Work task: Copy each of the records exactly.

Data entries:
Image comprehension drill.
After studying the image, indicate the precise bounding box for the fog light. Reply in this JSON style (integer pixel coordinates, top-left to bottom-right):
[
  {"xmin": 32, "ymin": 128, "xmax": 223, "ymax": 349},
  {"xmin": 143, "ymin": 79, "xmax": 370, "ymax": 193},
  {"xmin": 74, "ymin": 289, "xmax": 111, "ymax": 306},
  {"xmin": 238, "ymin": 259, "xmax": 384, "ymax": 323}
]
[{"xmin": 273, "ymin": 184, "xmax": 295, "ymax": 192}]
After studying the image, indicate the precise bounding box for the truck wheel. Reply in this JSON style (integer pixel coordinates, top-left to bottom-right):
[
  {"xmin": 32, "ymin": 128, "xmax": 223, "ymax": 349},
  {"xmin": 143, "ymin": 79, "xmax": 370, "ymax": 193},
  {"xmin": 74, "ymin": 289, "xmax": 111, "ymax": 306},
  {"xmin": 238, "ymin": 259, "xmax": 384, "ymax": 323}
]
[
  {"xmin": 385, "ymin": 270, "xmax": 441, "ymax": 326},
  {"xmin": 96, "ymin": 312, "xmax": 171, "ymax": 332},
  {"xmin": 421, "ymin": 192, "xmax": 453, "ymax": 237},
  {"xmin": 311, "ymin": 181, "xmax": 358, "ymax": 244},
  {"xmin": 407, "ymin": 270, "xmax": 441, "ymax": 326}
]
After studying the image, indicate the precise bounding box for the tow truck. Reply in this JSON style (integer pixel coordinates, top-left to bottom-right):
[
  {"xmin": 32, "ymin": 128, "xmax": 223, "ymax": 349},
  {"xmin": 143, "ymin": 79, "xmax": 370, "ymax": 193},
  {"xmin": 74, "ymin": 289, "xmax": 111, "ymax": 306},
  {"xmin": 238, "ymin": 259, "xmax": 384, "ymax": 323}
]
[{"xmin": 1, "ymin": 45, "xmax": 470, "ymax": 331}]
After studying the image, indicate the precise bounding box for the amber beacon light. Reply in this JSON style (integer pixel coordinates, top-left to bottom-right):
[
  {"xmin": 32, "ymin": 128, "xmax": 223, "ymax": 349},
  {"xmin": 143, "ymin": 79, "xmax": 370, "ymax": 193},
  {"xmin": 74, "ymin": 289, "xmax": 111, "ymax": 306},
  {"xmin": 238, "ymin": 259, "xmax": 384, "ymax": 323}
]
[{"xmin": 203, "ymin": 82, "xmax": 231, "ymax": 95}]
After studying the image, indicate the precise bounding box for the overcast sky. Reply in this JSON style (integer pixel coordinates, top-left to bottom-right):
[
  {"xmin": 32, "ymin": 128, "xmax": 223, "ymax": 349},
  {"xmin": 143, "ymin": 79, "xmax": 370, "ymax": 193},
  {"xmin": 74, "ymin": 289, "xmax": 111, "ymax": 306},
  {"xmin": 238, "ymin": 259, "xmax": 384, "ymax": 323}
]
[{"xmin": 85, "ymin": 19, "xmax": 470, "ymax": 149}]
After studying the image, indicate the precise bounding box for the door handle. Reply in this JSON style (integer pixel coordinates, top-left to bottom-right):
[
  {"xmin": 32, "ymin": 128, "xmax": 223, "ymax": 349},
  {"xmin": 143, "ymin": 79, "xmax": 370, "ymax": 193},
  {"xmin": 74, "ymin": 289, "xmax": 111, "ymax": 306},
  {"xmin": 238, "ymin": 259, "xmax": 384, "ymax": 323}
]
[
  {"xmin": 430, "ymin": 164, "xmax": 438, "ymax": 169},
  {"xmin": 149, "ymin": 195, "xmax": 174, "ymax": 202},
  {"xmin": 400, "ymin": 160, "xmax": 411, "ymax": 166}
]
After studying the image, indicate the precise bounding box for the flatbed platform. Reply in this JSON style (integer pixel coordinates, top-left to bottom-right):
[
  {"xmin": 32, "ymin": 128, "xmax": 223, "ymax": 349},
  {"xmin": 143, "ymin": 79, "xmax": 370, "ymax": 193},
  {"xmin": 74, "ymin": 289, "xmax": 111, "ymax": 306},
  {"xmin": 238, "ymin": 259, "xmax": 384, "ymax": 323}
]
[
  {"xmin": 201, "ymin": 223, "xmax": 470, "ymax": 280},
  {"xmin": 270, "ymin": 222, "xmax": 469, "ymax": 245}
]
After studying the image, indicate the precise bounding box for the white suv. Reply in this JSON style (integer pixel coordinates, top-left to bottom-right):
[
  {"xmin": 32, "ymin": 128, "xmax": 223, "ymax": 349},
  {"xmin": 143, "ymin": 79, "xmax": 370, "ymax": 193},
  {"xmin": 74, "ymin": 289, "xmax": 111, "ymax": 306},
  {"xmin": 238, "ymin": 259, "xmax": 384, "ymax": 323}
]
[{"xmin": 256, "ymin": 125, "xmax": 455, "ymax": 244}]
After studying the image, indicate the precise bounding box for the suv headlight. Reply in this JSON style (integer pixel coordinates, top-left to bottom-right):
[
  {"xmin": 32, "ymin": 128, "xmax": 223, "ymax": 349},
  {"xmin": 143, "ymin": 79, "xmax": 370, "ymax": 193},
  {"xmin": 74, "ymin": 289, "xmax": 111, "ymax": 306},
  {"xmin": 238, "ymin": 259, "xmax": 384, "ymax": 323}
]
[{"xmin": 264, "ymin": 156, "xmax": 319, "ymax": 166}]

Expected answer:
Image comprehension drill.
After studying the image, indicate the precise bounding box for the fog light. Reply in this JSON style (integer pixel coordinates, top-left to bottom-right):
[
  {"xmin": 32, "ymin": 128, "xmax": 223, "ymax": 349},
  {"xmin": 143, "ymin": 79, "xmax": 370, "ymax": 193},
  {"xmin": 74, "ymin": 289, "xmax": 111, "ymax": 306},
  {"xmin": 238, "ymin": 259, "xmax": 384, "ymax": 323}
]
[{"xmin": 273, "ymin": 184, "xmax": 295, "ymax": 192}]
After studying the image, indicate the precise bounding box for the truck wheel. Reply in this JSON style (integer pixel coordinates, top-left to bottom-right):
[
  {"xmin": 32, "ymin": 128, "xmax": 223, "ymax": 349},
  {"xmin": 143, "ymin": 79, "xmax": 370, "ymax": 193},
  {"xmin": 74, "ymin": 289, "xmax": 111, "ymax": 306},
  {"xmin": 238, "ymin": 259, "xmax": 384, "ymax": 323}
]
[
  {"xmin": 385, "ymin": 270, "xmax": 441, "ymax": 326},
  {"xmin": 96, "ymin": 312, "xmax": 171, "ymax": 332},
  {"xmin": 421, "ymin": 192, "xmax": 453, "ymax": 237},
  {"xmin": 311, "ymin": 181, "xmax": 358, "ymax": 244},
  {"xmin": 407, "ymin": 270, "xmax": 441, "ymax": 326}
]
After studying the image, indicate the precise bounding box for the tow truck. Reply in this JSON style (integer pixel coordinates, top-left to bottom-right):
[
  {"xmin": 32, "ymin": 128, "xmax": 223, "ymax": 349},
  {"xmin": 143, "ymin": 79, "xmax": 370, "ymax": 193},
  {"xmin": 74, "ymin": 289, "xmax": 111, "ymax": 306},
  {"xmin": 238, "ymin": 259, "xmax": 384, "ymax": 323}
]
[{"xmin": 1, "ymin": 45, "xmax": 470, "ymax": 331}]
After studying the image, indicate the precise bounding box for the amber beacon light. Reply in this JSON style (integer pixel coordinates, top-left to bottom-right):
[
  {"xmin": 32, "ymin": 128, "xmax": 223, "ymax": 349},
  {"xmin": 143, "ymin": 79, "xmax": 370, "ymax": 193},
  {"xmin": 74, "ymin": 289, "xmax": 111, "ymax": 306},
  {"xmin": 238, "ymin": 259, "xmax": 384, "ymax": 323}
]
[{"xmin": 203, "ymin": 82, "xmax": 231, "ymax": 95}]
After studying the image, indicate the precise bounding box for the overcast sky. Reply in this JSON style (integer pixel coordinates, top-left to bottom-right):
[
  {"xmin": 32, "ymin": 128, "xmax": 223, "ymax": 349},
  {"xmin": 143, "ymin": 79, "xmax": 370, "ymax": 193},
  {"xmin": 74, "ymin": 289, "xmax": 111, "ymax": 306},
  {"xmin": 238, "ymin": 259, "xmax": 384, "ymax": 323}
]
[{"xmin": 85, "ymin": 19, "xmax": 470, "ymax": 149}]
After studying the image, indicate the precise bounding box for the door handle. Reply in this JSON style (integer pixel coordinates, top-left to bottom-right):
[
  {"xmin": 32, "ymin": 128, "xmax": 223, "ymax": 349},
  {"xmin": 143, "ymin": 79, "xmax": 370, "ymax": 193},
  {"xmin": 74, "ymin": 289, "xmax": 111, "ymax": 306},
  {"xmin": 238, "ymin": 259, "xmax": 384, "ymax": 323}
]
[
  {"xmin": 430, "ymin": 164, "xmax": 438, "ymax": 169},
  {"xmin": 149, "ymin": 195, "xmax": 174, "ymax": 202},
  {"xmin": 400, "ymin": 160, "xmax": 411, "ymax": 166}
]
After studying the image, indicate the precise bounding box for the flatbed platform. Reply in this JSON style (integer pixel coordinates, top-left to bottom-right):
[
  {"xmin": 32, "ymin": 128, "xmax": 223, "ymax": 349},
  {"xmin": 143, "ymin": 79, "xmax": 370, "ymax": 193},
  {"xmin": 74, "ymin": 289, "xmax": 111, "ymax": 306},
  {"xmin": 238, "ymin": 259, "xmax": 384, "ymax": 323}
]
[
  {"xmin": 201, "ymin": 223, "xmax": 470, "ymax": 280},
  {"xmin": 270, "ymin": 222, "xmax": 469, "ymax": 245}
]
After studying the image, indicate the precise bounding box for the white suv. Reply in this JSON style (integer pixel coordinates, top-left to bottom-right):
[
  {"xmin": 32, "ymin": 128, "xmax": 223, "ymax": 349},
  {"xmin": 143, "ymin": 79, "xmax": 370, "ymax": 193},
  {"xmin": 74, "ymin": 289, "xmax": 111, "ymax": 306},
  {"xmin": 238, "ymin": 259, "xmax": 384, "ymax": 323}
]
[{"xmin": 256, "ymin": 125, "xmax": 455, "ymax": 244}]
After studying the image, indicate the precise bounding box for the suv headlight. Reply in this JSON style (integer pixel coordinates, top-left to bottom-right):
[
  {"xmin": 32, "ymin": 128, "xmax": 223, "ymax": 349},
  {"xmin": 143, "ymin": 79, "xmax": 370, "ymax": 193},
  {"xmin": 74, "ymin": 289, "xmax": 111, "ymax": 306},
  {"xmin": 238, "ymin": 259, "xmax": 384, "ymax": 323}
]
[{"xmin": 264, "ymin": 156, "xmax": 319, "ymax": 166}]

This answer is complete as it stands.